Your objective:
You are to retype all of the data exactly as it appears.

Provided records:
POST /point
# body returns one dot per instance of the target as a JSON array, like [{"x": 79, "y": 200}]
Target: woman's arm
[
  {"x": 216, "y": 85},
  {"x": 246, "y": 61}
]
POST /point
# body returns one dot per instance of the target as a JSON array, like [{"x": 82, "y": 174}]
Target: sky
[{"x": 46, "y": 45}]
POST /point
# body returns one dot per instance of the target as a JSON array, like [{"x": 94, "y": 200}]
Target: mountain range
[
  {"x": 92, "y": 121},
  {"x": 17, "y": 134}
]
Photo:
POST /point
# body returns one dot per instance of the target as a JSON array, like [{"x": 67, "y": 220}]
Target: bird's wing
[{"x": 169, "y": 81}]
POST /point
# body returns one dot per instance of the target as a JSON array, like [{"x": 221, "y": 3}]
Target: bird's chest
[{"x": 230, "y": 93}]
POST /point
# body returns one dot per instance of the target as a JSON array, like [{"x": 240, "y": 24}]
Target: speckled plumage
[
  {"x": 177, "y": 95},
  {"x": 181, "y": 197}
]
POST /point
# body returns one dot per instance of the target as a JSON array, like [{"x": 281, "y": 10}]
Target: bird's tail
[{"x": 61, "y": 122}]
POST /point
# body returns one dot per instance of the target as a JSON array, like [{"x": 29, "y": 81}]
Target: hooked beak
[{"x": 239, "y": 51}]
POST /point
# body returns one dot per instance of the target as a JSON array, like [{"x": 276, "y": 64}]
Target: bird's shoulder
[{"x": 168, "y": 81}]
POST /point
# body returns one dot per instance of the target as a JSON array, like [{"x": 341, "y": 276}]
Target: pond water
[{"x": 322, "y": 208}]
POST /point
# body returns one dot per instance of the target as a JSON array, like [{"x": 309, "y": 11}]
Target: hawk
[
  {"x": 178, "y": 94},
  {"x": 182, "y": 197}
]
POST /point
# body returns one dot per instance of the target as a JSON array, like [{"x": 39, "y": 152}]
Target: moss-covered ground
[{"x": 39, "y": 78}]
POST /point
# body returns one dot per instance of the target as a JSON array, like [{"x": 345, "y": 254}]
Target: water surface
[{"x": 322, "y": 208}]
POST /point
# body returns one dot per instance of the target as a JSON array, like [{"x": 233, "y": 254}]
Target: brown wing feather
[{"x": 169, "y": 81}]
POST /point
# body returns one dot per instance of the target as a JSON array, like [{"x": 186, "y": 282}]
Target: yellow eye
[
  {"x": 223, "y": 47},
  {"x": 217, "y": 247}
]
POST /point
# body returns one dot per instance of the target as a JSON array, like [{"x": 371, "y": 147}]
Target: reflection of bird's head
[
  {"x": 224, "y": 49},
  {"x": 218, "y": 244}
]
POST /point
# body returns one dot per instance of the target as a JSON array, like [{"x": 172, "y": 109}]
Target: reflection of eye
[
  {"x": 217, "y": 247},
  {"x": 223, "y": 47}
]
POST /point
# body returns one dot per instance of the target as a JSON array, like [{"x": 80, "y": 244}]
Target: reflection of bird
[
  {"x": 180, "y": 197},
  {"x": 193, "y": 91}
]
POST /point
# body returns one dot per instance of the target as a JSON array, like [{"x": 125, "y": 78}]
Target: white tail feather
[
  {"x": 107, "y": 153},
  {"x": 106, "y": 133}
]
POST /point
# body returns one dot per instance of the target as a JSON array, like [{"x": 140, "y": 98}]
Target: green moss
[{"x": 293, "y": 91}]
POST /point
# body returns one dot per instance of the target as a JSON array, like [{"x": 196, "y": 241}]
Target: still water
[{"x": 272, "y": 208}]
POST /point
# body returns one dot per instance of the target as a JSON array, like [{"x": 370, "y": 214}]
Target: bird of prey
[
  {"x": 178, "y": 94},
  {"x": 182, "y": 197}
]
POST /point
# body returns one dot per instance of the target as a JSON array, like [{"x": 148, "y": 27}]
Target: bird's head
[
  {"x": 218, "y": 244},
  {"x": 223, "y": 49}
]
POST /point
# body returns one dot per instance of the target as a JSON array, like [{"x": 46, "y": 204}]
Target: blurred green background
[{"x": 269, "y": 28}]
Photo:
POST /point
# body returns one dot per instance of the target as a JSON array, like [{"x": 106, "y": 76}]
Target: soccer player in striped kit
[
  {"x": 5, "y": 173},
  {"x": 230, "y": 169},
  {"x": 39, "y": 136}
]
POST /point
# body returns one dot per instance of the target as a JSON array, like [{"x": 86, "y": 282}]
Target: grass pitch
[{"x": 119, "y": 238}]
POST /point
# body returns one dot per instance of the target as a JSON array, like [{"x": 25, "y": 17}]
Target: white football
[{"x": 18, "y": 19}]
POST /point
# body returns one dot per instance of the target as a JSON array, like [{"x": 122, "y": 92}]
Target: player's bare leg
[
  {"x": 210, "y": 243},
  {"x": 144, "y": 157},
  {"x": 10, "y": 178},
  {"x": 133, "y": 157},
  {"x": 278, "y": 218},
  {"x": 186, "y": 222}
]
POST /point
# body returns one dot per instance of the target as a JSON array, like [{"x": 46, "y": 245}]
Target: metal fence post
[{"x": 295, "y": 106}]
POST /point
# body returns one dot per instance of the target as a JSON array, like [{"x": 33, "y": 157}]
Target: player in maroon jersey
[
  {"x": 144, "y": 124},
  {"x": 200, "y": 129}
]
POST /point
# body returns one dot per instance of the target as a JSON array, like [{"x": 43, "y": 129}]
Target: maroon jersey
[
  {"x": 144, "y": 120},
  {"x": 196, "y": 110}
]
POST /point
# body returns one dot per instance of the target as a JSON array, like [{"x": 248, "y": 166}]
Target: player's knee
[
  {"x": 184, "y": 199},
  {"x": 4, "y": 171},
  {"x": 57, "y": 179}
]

Solution below:
POST /point
# body returns one dot per instance of the target as a JSON array, like [{"x": 79, "y": 200}]
Target: woman's arm
[
  {"x": 216, "y": 85},
  {"x": 246, "y": 61}
]
POST /point
# body returns one dot per instance of the target as a JSON array, like [{"x": 82, "y": 174}]
Target: sky
[{"x": 46, "y": 45}]
POST /point
# body returns one dot per instance of the target as a JSON array, like [{"x": 94, "y": 200}]
Target: mountain range
[
  {"x": 92, "y": 121},
  {"x": 17, "y": 134}
]
Photo:
POST /point
# body returns one dot per instance of the target as a JSON array, like [{"x": 67, "y": 220}]
Target: bird's wing
[{"x": 169, "y": 81}]
POST /point
# body returns one dot per instance of the target as a JSON array, like [{"x": 221, "y": 3}]
Target: bird's chest
[{"x": 230, "y": 93}]
POST /point
# body returns one dot per instance of the target as a JSON array, like [{"x": 240, "y": 24}]
Target: speckled plumage
[
  {"x": 177, "y": 95},
  {"x": 181, "y": 197}
]
POST /point
# body returns one dot per instance of the target as a JSON array, like [{"x": 281, "y": 10}]
Target: bird's tail
[{"x": 61, "y": 122}]
POST /point
# body returns one dot per instance of the target as a JSON array, like [{"x": 29, "y": 81}]
Target: hooked beak
[{"x": 239, "y": 51}]
POST /point
# body returns one dot per instance of the target as a JSON array, like [{"x": 276, "y": 64}]
Target: bird's shoulder
[{"x": 168, "y": 81}]
POST /point
# body returns one dot per instance of the target as a JSON array, like [{"x": 341, "y": 276}]
Target: pond water
[{"x": 322, "y": 208}]
POST /point
# body returns one dot per instance of the target as a JSON array, like [{"x": 309, "y": 11}]
Target: hawk
[
  {"x": 178, "y": 94},
  {"x": 182, "y": 197}
]
POST /point
# body returns one dot per instance of the target as a JSON array, like [{"x": 39, "y": 152}]
Target: moss-covered ground
[{"x": 39, "y": 78}]
POST /point
# body returns one dot per instance of the target as a JSON array, like [{"x": 345, "y": 254}]
Target: water surface
[{"x": 322, "y": 208}]
POST /point
# body returns one dot per instance of the target as a JSON array, like [{"x": 233, "y": 254}]
Target: brown wing feather
[{"x": 169, "y": 81}]
POST /point
# body returns one dot per instance of the target as a JSON array, like [{"x": 186, "y": 282}]
Target: yellow eye
[
  {"x": 223, "y": 47},
  {"x": 217, "y": 247}
]
POST /point
# body returns one dot per instance of the target as a JSON array, like [{"x": 371, "y": 147}]
Target: reflection of bird's head
[
  {"x": 224, "y": 49},
  {"x": 218, "y": 244}
]
POST /point
# body returns one dot per instance of the target as a JSON array, like [{"x": 172, "y": 109}]
Target: reflection of eye
[
  {"x": 217, "y": 247},
  {"x": 223, "y": 47}
]
POST /point
# body returns one dot per instance of the target as a JSON array, like [{"x": 80, "y": 244}]
Target: reflection of bird
[
  {"x": 180, "y": 197},
  {"x": 193, "y": 91}
]
POST /point
# body returns one dot per instance of the target as a JSON array, like [{"x": 125, "y": 78}]
Target: white tail feather
[
  {"x": 107, "y": 153},
  {"x": 106, "y": 133}
]
POST /point
# body returns one dot per instance of the target as a JSON array, like [{"x": 140, "y": 98}]
Target: green moss
[{"x": 293, "y": 91}]
POST /point
# body returns one dot per instance of the target as a JSON array, like [{"x": 196, "y": 241}]
Target: still water
[{"x": 272, "y": 208}]
POST /point
# body returns one dot per instance of the target as a JSON array, like [{"x": 370, "y": 214}]
Target: bird of prey
[
  {"x": 178, "y": 94},
  {"x": 182, "y": 197}
]
POST /point
# body returns one dot per instance of the target as a JSON array, like [{"x": 148, "y": 27}]
Target: bird's head
[
  {"x": 218, "y": 244},
  {"x": 223, "y": 49}
]
POST /point
# body returns one dot per instance of the target as a JSON array, like [{"x": 46, "y": 204}]
Target: blurred green background
[{"x": 269, "y": 28}]
Photo:
POST /point
# body returns one dot per instance of the target as a JSON array, like [{"x": 106, "y": 76}]
Target: soccer player in striped kit
[
  {"x": 5, "y": 173},
  {"x": 230, "y": 169},
  {"x": 39, "y": 136}
]
POST /point
# body returns one dot per instance of the target as a JSON array, like [{"x": 86, "y": 282}]
Target: grass pitch
[{"x": 119, "y": 238}]
POST /point
# body returns one dot per instance of the target as a JSON array, like [{"x": 25, "y": 17}]
Target: white football
[{"x": 18, "y": 19}]
POST /point
# body returns one dot per instance of the target as a JSON array, like [{"x": 122, "y": 92}]
Target: player's bare leg
[
  {"x": 210, "y": 243},
  {"x": 144, "y": 157},
  {"x": 10, "y": 178},
  {"x": 133, "y": 157},
  {"x": 278, "y": 218},
  {"x": 186, "y": 222}
]
POST /point
# body returns one dot per instance of the target as a JSON array, like [{"x": 46, "y": 245}]
Target: metal fence post
[{"x": 295, "y": 106}]
POST /point
# body returns one dot per instance of the target as a JSON array, like [{"x": 33, "y": 157}]
Target: player in maroon jersey
[
  {"x": 144, "y": 124},
  {"x": 200, "y": 129}
]
POST /point
# body returns one dot per instance of the target as a JSON array, like [{"x": 43, "y": 129}]
Target: maroon jersey
[
  {"x": 144, "y": 120},
  {"x": 196, "y": 110}
]
POST /point
# body returns one dot per instance of the target as a JSON array, like [{"x": 248, "y": 166}]
Target: player's knee
[
  {"x": 184, "y": 199},
  {"x": 4, "y": 171},
  {"x": 57, "y": 179}
]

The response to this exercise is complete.